- _EXERCISE REQUIREMENTS_
Line by line, reproduce exactly the beginning of the listing below, ending with the line that contains "Target: orange cloud" and adding nothing.
• • • •
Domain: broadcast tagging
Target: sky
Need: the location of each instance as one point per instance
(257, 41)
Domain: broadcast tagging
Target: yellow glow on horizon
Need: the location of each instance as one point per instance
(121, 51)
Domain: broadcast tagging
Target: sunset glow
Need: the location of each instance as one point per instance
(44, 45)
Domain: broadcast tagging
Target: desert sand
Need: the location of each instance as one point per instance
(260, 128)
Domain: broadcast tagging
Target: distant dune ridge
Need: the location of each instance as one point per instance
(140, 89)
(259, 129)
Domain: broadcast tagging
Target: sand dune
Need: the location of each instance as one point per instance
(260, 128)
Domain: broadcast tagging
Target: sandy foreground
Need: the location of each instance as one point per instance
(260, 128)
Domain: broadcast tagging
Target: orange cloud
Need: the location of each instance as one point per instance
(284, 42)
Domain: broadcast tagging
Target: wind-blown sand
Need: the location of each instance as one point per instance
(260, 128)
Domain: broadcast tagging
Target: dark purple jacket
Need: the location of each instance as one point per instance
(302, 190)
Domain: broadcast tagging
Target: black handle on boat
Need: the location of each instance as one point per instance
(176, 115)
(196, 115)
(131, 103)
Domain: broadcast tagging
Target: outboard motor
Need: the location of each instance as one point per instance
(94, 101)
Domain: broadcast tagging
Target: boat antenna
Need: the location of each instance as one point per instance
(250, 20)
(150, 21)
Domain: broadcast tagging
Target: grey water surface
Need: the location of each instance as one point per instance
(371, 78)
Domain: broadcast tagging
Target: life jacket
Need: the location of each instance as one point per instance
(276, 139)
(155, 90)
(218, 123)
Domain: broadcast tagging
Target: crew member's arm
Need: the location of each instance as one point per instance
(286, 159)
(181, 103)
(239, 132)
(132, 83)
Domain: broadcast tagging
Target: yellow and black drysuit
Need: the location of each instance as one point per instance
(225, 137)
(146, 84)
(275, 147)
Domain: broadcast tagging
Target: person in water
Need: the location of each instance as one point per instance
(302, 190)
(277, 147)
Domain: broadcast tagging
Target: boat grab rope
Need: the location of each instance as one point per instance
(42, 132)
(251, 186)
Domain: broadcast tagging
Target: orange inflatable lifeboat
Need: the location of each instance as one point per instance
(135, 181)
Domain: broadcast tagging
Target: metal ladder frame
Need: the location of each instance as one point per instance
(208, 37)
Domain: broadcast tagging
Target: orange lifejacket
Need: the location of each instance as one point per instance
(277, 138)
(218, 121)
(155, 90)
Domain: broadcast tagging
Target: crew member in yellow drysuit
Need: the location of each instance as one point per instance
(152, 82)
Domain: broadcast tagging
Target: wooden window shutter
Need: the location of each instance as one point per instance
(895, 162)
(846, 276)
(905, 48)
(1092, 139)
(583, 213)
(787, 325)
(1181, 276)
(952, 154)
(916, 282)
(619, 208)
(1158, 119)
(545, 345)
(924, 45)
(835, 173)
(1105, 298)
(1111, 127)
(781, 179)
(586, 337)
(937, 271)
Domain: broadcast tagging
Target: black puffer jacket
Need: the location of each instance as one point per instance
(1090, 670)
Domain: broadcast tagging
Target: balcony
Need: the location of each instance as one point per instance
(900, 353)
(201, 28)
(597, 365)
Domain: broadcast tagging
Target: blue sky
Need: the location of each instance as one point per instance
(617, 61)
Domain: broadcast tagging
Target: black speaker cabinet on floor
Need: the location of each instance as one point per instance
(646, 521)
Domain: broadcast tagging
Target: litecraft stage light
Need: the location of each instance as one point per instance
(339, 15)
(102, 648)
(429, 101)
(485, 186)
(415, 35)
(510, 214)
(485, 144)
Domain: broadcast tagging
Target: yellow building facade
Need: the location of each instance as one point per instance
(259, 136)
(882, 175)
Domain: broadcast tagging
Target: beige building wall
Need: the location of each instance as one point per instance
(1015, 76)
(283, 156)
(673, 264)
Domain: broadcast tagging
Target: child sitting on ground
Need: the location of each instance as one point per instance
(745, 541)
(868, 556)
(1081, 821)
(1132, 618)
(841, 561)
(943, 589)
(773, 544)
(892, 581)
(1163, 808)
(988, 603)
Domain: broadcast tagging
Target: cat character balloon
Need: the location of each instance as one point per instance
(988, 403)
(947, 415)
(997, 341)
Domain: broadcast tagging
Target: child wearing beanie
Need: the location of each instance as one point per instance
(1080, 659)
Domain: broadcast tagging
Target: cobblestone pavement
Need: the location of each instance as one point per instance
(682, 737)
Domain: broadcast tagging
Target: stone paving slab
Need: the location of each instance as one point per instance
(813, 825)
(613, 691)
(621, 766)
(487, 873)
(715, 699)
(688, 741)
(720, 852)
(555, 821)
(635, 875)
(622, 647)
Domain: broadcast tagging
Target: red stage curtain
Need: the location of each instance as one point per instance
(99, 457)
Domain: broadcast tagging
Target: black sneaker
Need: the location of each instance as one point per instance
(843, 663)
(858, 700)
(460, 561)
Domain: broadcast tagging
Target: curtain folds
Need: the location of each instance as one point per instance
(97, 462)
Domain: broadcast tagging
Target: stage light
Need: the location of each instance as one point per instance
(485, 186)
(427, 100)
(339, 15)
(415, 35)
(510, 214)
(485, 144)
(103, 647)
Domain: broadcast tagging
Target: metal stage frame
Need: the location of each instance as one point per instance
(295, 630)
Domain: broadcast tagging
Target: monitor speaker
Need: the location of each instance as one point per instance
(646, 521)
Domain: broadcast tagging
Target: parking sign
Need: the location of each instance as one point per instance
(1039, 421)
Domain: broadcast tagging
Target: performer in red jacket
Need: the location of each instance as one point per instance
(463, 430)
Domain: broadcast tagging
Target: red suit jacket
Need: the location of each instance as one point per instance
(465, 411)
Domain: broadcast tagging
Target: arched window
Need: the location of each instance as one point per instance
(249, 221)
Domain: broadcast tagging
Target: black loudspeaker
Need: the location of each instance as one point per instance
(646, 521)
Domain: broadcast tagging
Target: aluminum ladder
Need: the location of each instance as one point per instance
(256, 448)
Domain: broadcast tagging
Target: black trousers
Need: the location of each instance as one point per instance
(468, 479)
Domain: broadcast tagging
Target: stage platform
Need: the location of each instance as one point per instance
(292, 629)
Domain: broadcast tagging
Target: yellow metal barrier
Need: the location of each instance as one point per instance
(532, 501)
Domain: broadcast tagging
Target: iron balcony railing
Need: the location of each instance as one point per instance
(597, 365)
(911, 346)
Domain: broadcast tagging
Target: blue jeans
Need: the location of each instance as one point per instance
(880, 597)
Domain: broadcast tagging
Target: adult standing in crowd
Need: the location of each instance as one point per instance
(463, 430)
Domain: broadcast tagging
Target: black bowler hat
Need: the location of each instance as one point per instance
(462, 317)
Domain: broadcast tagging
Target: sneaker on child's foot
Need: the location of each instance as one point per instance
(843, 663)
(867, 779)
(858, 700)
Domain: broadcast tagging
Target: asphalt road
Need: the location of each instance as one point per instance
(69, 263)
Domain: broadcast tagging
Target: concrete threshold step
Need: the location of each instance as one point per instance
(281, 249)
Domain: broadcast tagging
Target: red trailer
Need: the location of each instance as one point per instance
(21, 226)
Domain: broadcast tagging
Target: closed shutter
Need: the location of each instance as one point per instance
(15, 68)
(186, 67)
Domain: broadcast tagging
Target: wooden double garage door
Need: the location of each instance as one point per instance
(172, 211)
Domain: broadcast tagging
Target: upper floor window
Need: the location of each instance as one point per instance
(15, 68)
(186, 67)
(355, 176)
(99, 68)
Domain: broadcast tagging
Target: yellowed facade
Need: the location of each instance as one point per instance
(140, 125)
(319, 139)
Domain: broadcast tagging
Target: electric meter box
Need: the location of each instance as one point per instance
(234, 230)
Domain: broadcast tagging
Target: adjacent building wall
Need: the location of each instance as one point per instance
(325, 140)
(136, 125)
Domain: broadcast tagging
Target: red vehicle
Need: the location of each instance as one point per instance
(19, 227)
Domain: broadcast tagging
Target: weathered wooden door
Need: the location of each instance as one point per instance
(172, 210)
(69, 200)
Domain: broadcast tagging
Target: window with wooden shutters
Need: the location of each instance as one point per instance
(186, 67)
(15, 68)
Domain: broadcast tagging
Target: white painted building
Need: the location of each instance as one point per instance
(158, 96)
• • • •
- _RESPONSE_
Domain: broadcast tagging
Target: sky
Need: the location of each instance as one point per instance
(257, 41)
Domain: broadcast tagging
Target: yellow glow on horizon
Need: the location of each instance as one point per instance
(121, 51)
Domain: broadcast tagging
Target: sunset glow
Need: the location of each instance as one point per instance
(44, 45)
Domain: broadcast tagging
Target: desert sand
Need: the location of each instance as one point per instance
(260, 128)
Domain: broadcast tagging
Target: distant dune ridge
Need: the location of each instance as one point per instance
(140, 89)
(259, 129)
Domain: broadcast tagging
Target: sand dune
Need: the location of each instance as one point per instance
(260, 128)
Domain: broadcast tagging
Target: sandy foreground
Need: the location of each instance as one point per instance
(260, 128)
Domain: broadcast tagging
Target: orange cloud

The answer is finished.